> [EXERCISE OBJECTIVE]
Your output must reproduce all the records below precisely and contain no pictures.

====== SUPPLIED MATERIAL ======

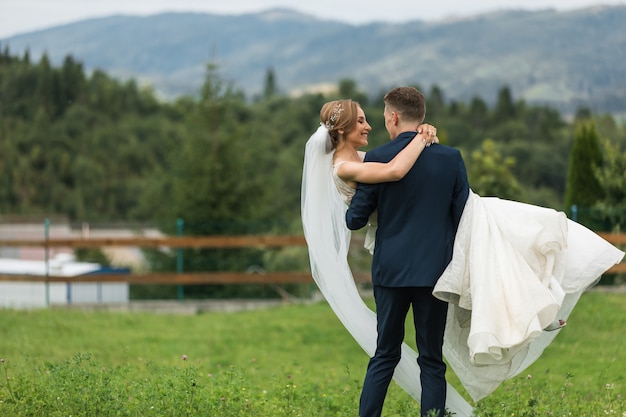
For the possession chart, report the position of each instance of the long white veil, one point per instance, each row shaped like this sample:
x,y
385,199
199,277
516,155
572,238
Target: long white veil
x,y
328,240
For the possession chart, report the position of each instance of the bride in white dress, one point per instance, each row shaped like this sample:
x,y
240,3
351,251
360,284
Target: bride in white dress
x,y
527,265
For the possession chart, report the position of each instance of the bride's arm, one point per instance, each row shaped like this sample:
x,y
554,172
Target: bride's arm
x,y
394,170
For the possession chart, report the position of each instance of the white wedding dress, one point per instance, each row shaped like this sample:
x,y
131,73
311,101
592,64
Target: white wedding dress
x,y
511,261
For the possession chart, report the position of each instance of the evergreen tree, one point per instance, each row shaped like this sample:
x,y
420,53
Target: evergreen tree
x,y
490,173
583,188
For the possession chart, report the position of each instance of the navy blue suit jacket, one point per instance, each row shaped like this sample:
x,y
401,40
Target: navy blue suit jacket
x,y
417,216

======

> [TASK ANSWER]
For the possession chart, report the position of each instance of the long white veil, one point per instance, each row shaped like this sample:
x,y
385,199
199,277
516,155
572,238
Target: long white veil
x,y
328,240
For the possession chart, report the position of each instance of the bride in white dress, one point per instance, each row shaped like this sample:
x,y
240,3
351,251
360,284
Target: bride in white dress
x,y
527,265
For the possession chart, report the position of each instance of the bride's arm, one point per instance, each row shaped like this sample:
x,y
554,172
Target: bride's arm
x,y
394,170
For the possession chart, report the position of each instance of the white wedding dress, one point per instance, each row shaped like this sample:
x,y
131,73
311,101
592,64
Target: white wedding dress
x,y
511,261
For the possession chart, report the position of each instance of the evergreen tree, one point per instance, each row shaped like this sample:
x,y
420,53
Target: evergreen tree
x,y
490,173
583,188
For the possession chart, report the position of each instance of the navy blue suit jacket, one point per instance, each row shaped like this sample:
x,y
401,40
Target: navy blue suit jacket
x,y
417,216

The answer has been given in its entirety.